__Selected passage__
▬▬▬▬▬▬▬▬▬▬

On a positive note, some have noted that an R-rated movie actually attracts more adolescent viewers than a PG-13 rating does. And once the movie is out in DVD, the MPAA has little control over who views it anyway. In addition, the media frenzy that has resulted from the ratings controversy has done much to raise awareness of and provide exposure for the film.
Ironically, several provinces in Canada have agreed to give Bully a PG rating. Canada’s movie ratings are set by each individual province instead by of one board like the MPAA. Perhaps schools in the U. S. will have to consider busing their students to Canada to see the movie.
Meanwhile, the Libbys moved to a new area to give Alex a new start. He is now in a school where he has found friends and is treated with respect. He is doing much better and getting good grades.
Not all of the other families have been so fortunate. Tyler Long’s story is also depicted in the Bully film. Tyler Long hung himself in 2009 at age 17 after years of bullying and suggestions that he hang himself. After, he died, kids came to school mocking him by bring rope tied into a noose to school.
Both Alex and Tyler suffer from Asperger’s Syndrome. Asperger is a mild form of autism and those who have it usually have difficulty with social skills and making friends. Individuals with autism have very high rates of peer rejection to begin with and when bullying is added to the mix, life can become intolerable to both the student and his parents. A survey of parents of children with autism found that 88% have been bullied to some degree.
Children with disabilities in general are frequent targets of bullies. One study found that 60% of students with disabilities compared to 25% in the general population have been bullied. Of 10 studies done on bullying and disabilities, all 10 found that students with disabilities were 2 to 3 times more likely to be bullied than students without disabilities.
Whether or not the rating is changed, the film is still expected to make a significant impact in educating the public about bullying and hopefully in decreasing the incidences of bullying that occur.

▬▬▬▬▬▬▬▬▬▬

__Prompt__
According to the passage on the film Bully, who sets movie ratings in Canada? The listing that follows has no connection to the passage on the film Bully.

▬▬▬▬▬▬▬▬▬▬

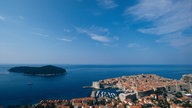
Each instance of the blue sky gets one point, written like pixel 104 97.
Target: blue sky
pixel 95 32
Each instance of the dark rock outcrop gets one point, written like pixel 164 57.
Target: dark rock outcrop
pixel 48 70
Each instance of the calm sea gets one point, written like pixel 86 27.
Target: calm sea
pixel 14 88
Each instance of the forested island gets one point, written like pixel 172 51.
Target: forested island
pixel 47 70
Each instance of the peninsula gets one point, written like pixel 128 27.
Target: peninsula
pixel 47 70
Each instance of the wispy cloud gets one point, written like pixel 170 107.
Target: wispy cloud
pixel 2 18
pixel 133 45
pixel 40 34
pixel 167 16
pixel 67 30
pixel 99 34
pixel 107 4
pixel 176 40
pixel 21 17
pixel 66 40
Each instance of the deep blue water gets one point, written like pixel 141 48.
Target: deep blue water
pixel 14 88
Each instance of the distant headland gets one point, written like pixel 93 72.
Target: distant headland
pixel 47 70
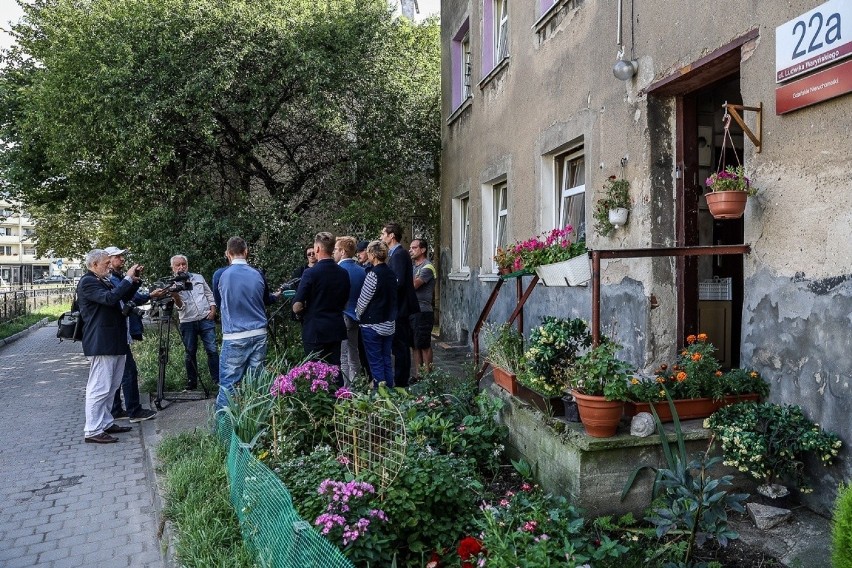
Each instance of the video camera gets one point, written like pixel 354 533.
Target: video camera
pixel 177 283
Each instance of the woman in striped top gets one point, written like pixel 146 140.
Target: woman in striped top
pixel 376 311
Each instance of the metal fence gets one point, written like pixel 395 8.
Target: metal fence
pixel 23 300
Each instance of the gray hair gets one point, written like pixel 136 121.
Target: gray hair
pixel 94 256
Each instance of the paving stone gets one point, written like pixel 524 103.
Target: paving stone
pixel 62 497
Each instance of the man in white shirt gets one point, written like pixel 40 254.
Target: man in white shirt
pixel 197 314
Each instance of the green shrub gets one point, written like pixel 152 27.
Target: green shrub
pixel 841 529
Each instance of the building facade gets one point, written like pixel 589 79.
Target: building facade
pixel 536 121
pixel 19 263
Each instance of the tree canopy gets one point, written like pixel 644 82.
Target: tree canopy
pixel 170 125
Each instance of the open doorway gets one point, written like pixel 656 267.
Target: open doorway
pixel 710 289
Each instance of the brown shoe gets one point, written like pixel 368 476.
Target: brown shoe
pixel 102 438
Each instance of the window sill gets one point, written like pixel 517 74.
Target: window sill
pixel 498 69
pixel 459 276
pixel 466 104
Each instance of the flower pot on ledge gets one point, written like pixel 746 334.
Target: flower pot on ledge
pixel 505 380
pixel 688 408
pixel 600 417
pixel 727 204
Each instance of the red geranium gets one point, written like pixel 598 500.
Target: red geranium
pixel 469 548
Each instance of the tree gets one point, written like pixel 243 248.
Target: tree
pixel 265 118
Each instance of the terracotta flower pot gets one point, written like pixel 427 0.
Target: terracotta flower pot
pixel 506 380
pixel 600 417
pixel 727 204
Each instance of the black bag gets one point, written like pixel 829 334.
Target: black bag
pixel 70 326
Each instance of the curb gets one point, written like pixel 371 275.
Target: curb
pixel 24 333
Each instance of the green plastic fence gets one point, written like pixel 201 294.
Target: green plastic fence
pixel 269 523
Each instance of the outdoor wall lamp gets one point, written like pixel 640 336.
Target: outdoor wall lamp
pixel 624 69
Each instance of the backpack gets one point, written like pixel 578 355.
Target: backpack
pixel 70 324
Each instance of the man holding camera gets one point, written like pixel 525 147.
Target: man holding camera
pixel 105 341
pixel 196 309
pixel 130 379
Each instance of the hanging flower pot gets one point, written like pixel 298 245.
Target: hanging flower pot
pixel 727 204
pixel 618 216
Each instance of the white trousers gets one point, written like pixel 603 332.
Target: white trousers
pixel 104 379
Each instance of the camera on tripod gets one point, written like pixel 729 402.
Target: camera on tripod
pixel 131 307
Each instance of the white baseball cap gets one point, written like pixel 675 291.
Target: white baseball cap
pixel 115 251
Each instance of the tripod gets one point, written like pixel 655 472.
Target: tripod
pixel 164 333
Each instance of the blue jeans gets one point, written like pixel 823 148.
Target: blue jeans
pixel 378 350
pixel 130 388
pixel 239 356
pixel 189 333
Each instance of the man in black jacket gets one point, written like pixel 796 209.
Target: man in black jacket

▬▬▬▬▬▬▬▬▬▬

__Expected answer__
Each individual province sets Canada's movie ratings.